REQUIRED WORK: Format every line in the records below as a numbered list, leaving out any blank lines.

PROVIDED MATERIAL:
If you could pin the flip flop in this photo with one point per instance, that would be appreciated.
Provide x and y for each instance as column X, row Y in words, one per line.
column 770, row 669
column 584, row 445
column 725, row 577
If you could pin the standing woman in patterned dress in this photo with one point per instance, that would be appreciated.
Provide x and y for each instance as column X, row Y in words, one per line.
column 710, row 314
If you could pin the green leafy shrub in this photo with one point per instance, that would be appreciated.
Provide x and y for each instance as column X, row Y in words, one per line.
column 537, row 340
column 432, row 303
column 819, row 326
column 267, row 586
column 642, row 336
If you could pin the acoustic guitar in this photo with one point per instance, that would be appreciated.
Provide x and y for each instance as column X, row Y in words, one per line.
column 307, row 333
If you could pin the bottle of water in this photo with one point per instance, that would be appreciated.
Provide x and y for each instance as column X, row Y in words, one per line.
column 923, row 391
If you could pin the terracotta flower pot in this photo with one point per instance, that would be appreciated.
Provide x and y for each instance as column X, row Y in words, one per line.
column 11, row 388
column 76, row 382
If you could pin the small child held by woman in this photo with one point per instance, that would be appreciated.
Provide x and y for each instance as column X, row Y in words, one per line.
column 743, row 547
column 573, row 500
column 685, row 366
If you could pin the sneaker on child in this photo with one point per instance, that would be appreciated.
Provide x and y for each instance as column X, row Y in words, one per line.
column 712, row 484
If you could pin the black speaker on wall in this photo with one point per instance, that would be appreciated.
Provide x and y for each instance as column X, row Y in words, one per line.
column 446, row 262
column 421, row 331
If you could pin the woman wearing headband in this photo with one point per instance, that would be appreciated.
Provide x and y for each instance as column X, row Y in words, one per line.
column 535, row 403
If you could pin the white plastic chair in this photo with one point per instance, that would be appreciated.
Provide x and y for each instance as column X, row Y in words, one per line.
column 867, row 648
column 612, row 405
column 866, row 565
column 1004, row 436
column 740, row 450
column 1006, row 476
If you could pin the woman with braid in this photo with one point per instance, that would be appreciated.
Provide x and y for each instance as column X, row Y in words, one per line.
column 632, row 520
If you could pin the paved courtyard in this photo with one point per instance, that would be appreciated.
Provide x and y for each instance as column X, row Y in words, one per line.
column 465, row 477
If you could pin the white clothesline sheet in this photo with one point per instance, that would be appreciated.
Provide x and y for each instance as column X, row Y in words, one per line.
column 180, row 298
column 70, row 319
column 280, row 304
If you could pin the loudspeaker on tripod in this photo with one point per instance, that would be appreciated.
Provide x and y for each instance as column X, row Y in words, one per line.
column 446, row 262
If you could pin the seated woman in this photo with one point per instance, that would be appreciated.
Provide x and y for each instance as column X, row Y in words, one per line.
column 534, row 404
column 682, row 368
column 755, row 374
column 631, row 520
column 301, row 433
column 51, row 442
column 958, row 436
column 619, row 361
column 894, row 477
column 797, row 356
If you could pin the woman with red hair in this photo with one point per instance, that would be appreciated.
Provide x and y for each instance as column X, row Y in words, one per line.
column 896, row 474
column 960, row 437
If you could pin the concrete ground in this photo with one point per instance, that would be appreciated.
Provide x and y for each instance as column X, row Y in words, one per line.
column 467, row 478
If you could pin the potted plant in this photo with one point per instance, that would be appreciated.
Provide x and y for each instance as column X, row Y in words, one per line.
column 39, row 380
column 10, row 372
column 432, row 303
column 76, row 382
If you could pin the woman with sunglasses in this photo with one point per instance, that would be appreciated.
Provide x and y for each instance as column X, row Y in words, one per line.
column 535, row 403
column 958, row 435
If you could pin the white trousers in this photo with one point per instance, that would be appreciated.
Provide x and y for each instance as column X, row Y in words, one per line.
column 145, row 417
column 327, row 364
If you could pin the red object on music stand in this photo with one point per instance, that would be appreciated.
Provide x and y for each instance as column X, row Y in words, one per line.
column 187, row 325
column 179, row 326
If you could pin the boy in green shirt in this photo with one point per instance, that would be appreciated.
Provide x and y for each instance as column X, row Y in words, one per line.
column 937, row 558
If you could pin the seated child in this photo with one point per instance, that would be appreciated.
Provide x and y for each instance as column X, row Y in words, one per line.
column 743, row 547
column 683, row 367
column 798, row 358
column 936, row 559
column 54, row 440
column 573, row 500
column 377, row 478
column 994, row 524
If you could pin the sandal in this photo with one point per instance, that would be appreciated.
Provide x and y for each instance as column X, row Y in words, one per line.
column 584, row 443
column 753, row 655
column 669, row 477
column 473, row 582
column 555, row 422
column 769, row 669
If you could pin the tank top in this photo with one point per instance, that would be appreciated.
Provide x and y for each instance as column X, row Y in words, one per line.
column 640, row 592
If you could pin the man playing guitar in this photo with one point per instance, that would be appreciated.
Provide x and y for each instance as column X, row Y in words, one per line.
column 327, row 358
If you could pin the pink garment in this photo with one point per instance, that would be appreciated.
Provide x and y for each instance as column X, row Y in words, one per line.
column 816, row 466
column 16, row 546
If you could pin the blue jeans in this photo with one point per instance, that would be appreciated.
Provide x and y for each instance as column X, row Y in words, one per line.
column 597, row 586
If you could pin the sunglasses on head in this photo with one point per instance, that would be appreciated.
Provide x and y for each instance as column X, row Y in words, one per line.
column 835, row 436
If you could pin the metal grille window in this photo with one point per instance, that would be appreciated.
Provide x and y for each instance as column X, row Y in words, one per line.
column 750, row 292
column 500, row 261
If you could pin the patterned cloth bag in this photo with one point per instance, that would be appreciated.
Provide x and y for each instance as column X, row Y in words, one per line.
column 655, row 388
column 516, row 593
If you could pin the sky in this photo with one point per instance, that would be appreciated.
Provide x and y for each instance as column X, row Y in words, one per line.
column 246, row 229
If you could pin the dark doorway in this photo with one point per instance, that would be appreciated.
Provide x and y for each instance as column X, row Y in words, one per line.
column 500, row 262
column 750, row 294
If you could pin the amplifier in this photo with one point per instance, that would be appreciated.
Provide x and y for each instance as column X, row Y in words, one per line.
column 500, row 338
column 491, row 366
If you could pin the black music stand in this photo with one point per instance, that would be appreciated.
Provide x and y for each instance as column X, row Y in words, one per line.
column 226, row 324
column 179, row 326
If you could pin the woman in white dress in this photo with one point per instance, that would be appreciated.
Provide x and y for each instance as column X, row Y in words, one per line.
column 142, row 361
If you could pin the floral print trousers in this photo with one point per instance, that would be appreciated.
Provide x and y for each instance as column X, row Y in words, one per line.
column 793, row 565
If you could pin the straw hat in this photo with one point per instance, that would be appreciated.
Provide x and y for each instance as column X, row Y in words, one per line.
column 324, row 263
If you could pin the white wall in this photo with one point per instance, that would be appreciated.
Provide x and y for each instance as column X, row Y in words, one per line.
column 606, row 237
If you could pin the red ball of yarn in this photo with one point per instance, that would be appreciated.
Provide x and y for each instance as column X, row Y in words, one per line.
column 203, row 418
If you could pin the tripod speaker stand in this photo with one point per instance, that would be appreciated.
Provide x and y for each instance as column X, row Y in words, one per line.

RESPONSE TO THE TASK:
1. If you could pin the flip flop in this photo with one point per instance, that would be appreciated.
2. Provide x and y for each instance as column X, row Y in words, one per line.
3. column 770, row 669
4. column 584, row 445
5. column 725, row 577
6. If you could pin the standing woman in patterned dress in this photo with one point per instance, that would be appreciated.
7. Provide x and y for each instance as column X, row Y in words, one per line.
8. column 710, row 314
9. If you could pin the green leafy shrub in this photo with one point per instance, that would be appreciated.
10. Provide x and y for each instance as column X, row Y in words, one per line.
11. column 537, row 340
12. column 432, row 303
13. column 819, row 326
14. column 267, row 586
15. column 642, row 336
16. If you could pin the acoustic guitar in this photo with one point per instance, that would be appreciated.
17. Provide x and y for each instance as column X, row Y in words, one per line.
18. column 307, row 333
19. If you could pin the bottle of water in this photo with one point per instance, that would be appreciated.
20. Provide x and y for each instance as column X, row Y in words, one per line.
21. column 923, row 391
22. If you could pin the terracotta flower pot in this photo with one point per instance, that would be appreciated.
23. Provide x and y for each instance as column X, row Y in words, one per line.
24. column 11, row 388
25. column 76, row 382
26. If you could pin the small child held by woman in this photo with one point per instance, that would be appreciated.
27. Provide x and y for each instance as column X, row Y in words, one per line.
28. column 743, row 547
29. column 573, row 500
30. column 685, row 366
31. If you could pin the sneaker on child in this photo with one point per instance, that would be appreciated.
32. Provide x and y for each instance as column X, row Y in words, one per line.
33. column 712, row 484
34. If you could pin the black speaker on wall in this photo with one point per instance, that would be appreciated.
35. Provide x and y for each instance as column X, row Y in words, one per line.
36. column 446, row 262
37. column 421, row 331
38. If you could pin the woman wearing headband in this photo with one point per instance, that would be appreciated.
39. Provide x and y for each instance as column X, row Y in words, one per line.
40. column 535, row 403
41. If you could pin the white plastic chair in this photo with one point per instance, that would be appreciated.
42. Provide x and y for each instance as column X, row Y in words, one per line.
43. column 867, row 648
44. column 612, row 405
45. column 866, row 565
46. column 1004, row 436
47. column 740, row 450
48. column 1006, row 476
49. If you could pin the woman with braid in this photo with one point per instance, that would be appreciated.
50. Provide x and y for each instance as column X, row Y in words, one per line.
51. column 632, row 520
52. If you could pin the paved courtyard in this photo with one point per instance, that would be appreciated.
53. Provide x and y for each instance as column X, row Y in words, one per line.
54. column 465, row 477
55. If you could pin the white clothesline sheet in this photo with one point per instance, that would be appreciated.
56. Provide x and y for each instance as column X, row Y in words, one per line.
57. column 180, row 298
58. column 70, row 319
59. column 280, row 304
60. If you could pin the loudspeaker on tripod in this photo with one point per instance, that would be appreciated.
61. Provide x and y for each instance as column X, row Y in words, one per line.
62. column 446, row 262
63. If you could pin the seated woman in this photo with one point per instance, that would be appreciated.
64. Provide x and y for each instance as column X, row Y in words, one per line.
65. column 534, row 404
66. column 682, row 368
67. column 755, row 374
68. column 631, row 520
69. column 301, row 433
70. column 51, row 442
71. column 958, row 436
72. column 619, row 361
73. column 894, row 477
74. column 797, row 356
75. If you could pin the woman with red hair in this photo with one point per instance, that would be appreciated.
76. Provide x and y for each instance as column X, row Y in words, one per line.
77. column 896, row 474
78. column 960, row 437
79. If you could pin the concrete ground in this photo with one point per instance, that would be appreciated.
80. Provide x and y for each instance as column X, row Y in words, one per line.
81. column 467, row 478
82. If you could pin the potted plant in this photo with one point per instance, that would be appreciated.
83. Provide x and y for each instance as column X, row Y in words, one per line.
84. column 39, row 380
85. column 10, row 372
86. column 432, row 303
87. column 76, row 382
88. If you could pin the woman with sunglasses in this photo with one point per instance, that would be appreciated.
89. Provide x and y for each instance as column X, row Y in words, one per line.
90. column 535, row 403
91. column 958, row 435
92. If you could pin the white trousers in this photo with one point per instance, that would be appreciated.
93. Provide x and y for each instance as column X, row Y in words, one per line.
94. column 145, row 417
95. column 327, row 364
96. If you could pin the red object on music stand in this photo with one point per instance, that would be appreciated.
97. Provide x and y for each instance as column X, row Y in words, one per line.
98. column 187, row 325
99. column 179, row 326
100. If you could pin the boy in green shirt in this photo with one point per instance, that would be appreciated.
101. Provide x and y for each instance as column X, row Y in words, one per line.
102. column 937, row 558
103. If you could pin the seated child in this photo with one point per instance, that would be appreciated.
104. Provide x and y for each instance as column X, row Y in words, one per line.
105. column 743, row 547
106. column 683, row 367
107. column 798, row 358
108. column 936, row 559
109. column 54, row 440
110. column 573, row 500
111. column 377, row 478
112. column 994, row 524
113. If you could pin the sandal in this photo with one point per instance, that would be appreciated.
114. Provide x and y for each instance as column X, row Y in words, one per line.
115. column 584, row 443
116. column 753, row 655
117. column 669, row 477
118. column 473, row 582
119. column 555, row 422
120. column 769, row 669
121. If you could pin the tank top in this photo with one point per instance, that would be appreciated.
122. Provide x and y for each instance as column X, row Y in words, one per line.
123. column 640, row 592
124. If you could pin the man playing guitar in this photo with one point per instance, that would be appreciated.
125. Provide x and y for each instance as column X, row Y in words, one per line.
126. column 327, row 358
127. If you could pin the pink garment in this photo with one point per instance, that would be appreciated.
128. Provide x and y for each instance as column X, row Y in words, one per line.
129. column 816, row 466
130. column 16, row 546
131. If you could pin the blue jeans in this photo with one point per instance, that would be appreciated.
132. Provide x and y for each instance as column X, row Y in words, one per line.
133. column 597, row 586
134. If you could pin the sunglasses on head in this photo with one point per instance, that would be appreciated.
135. Provide x and y for each instance as column X, row Y in words, one per line.
136. column 835, row 436
137. If you could pin the metal grille window in this photo with one point per instance, that would be appreciated.
138. Provide x and y for each instance as column X, row Y in words, one per line.
139. column 750, row 292
140. column 500, row 261
141. If you could pin the patterned cloth bag in this photo with one point per instance, that would be appreciated.
142. Provide x and y for each instance as column X, row Y in words, one per line.
143. column 655, row 388
144. column 516, row 593
145. If you could pin the sky in this photo with one point per instance, that would be appreciated.
146. Provide x and y for each instance as column X, row Y in words, one per line.
147. column 246, row 229
148. If you could pin the dark doorway in this photo with one point per instance, that would be appreciated.
149. Provide x and y for each instance as column X, row Y in words, one per line.
150. column 500, row 262
151. column 750, row 294
152. If you could pin the amplifier in this photo with one point per instance, that would be appreciated.
153. Provide x and y for each instance as column X, row Y in words, one per line.
154. column 500, row 338
155. column 491, row 366
156. If you could pin the black music stand in this photo with one point per instance, that would be appreciated.
157. Provide x and y for each instance as column X, row Y in words, one per line.
158. column 226, row 324
159. column 179, row 326
160. If you could pin the woman in white dress in this photo with one point per instance, that would be appreciated.
161. Provide x and y for each instance as column X, row Y in words, one per line.
162. column 142, row 361
163. If you could pin the floral print trousers in this photo with one point per instance, that would be appreciated.
164. Provide x and y for each instance as column X, row Y in words, one per line.
165. column 793, row 565
166. If you could pin the straw hat in this photo with one point per instance, that would be appreciated.
167. Provide x and y for each instance as column X, row Y in words, one per line.
168. column 324, row 263
169. If you could pin the white wall in this photo with one point per instance, that would be appreciated.
170. Provide x and y for each instance as column X, row Y in words, one per line.
171. column 606, row 237
172. If you could pin the red ball of yarn in this photo with one point per instance, that would be appreciated.
173. Provide x and y for each instance as column X, row Y in words, one per line.
174. column 203, row 418
175. If you could pin the tripod speaker stand in this photo with one point per instance, that would be appreciated.
176. Provide x and y for each instance as column X, row Y in words, one per line.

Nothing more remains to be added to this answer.